• **DIRECTIVES**
a – Answer these questions using the passage on string operations:
(i) Of what type are characters?
(ii) What kind of implementation is expected for the substring operation?
(iii) In C, how long may it take to determine the length of a string?
b – Write out the passage on string operations again, starting at the words "For clarity there" and ending after "and return values.", with "immutable" changed to "unchangeable".

• **SELECTION**
For clarity there are several assumptions and definitions that we will make use of ahead.

  • Characters : A String is a sequence of characters. Characters are of type char.
  • Immutability : String objects are immutable. Their values doesn't change while assigning statements and as arguments and return values.
  • Indexing : Operation to extract a specified character from a string.
  • Length : Size of the string
  • Substring : extract a specified substring operation. We expect a constant time implementation of this.
  • Concatenation : Creating a new string by appending one string to another.
  • Character Arrays : We can alternately use an array of character as direct abstraction for string.

Main point to focus here is understanding the efficiency of each operation.

Not all languages provide same implementation of String for e.g. in C it may take linear time to determine the length of String.

(Stored records)
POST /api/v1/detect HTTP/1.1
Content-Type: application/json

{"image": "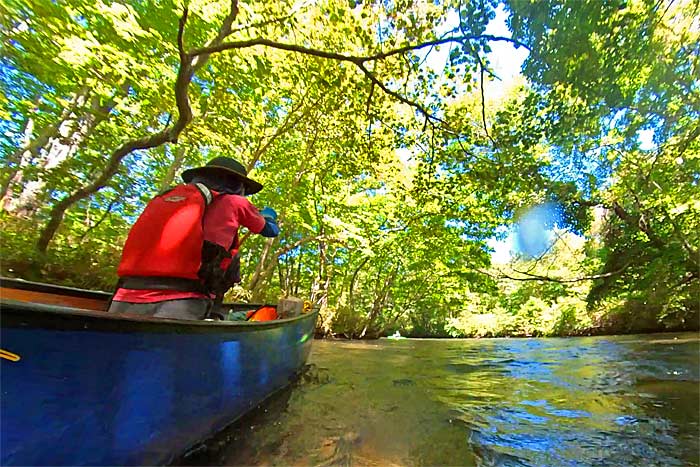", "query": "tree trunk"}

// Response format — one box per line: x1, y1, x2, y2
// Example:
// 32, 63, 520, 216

37, 0, 239, 253
14, 92, 114, 217
0, 87, 87, 212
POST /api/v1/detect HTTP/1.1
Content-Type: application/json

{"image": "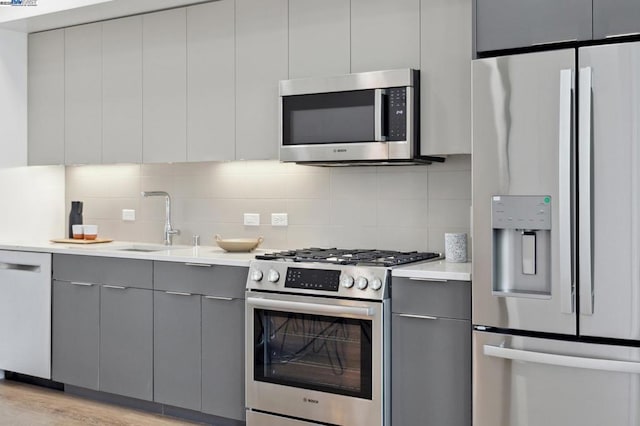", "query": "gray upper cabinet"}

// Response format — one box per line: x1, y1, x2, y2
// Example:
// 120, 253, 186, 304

27, 30, 64, 165
475, 0, 592, 52
142, 8, 187, 163
100, 285, 153, 401
289, 0, 351, 78
420, 0, 472, 155
236, 0, 288, 160
593, 0, 640, 39
64, 22, 102, 164
351, 0, 420, 72
187, 0, 236, 161
102, 16, 142, 163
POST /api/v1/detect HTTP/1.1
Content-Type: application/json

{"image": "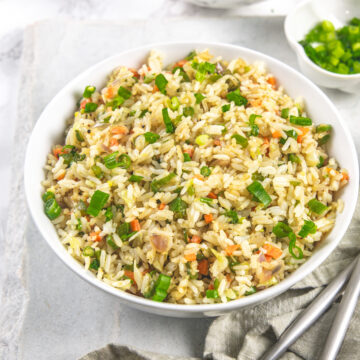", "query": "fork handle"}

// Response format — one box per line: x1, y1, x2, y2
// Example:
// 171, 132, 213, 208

319, 258, 360, 360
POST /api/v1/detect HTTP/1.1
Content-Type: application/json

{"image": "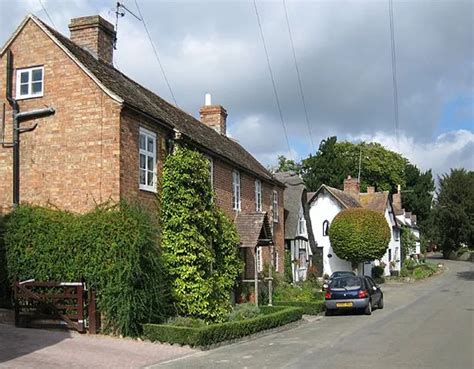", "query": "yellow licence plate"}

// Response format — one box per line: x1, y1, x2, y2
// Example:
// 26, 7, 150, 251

336, 302, 352, 307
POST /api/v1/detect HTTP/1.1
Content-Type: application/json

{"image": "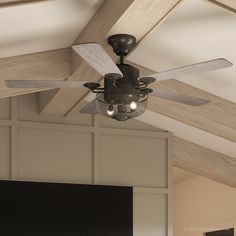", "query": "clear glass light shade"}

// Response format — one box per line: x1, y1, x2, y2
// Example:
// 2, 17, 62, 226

• **RESPONSE LIST**
a –
(i) Characters are of type char.
(ii) A constant time implementation.
(iii) It may take linear time.

b –
For clarity there are several assumptions and definitions that we will make use of ahead.

  • Characters : A String is a sequence of characters. Characters are of type char.
  • Immutability : String objects are unchangeable. Their values doesn't change while assigning statements and as arguments and return values.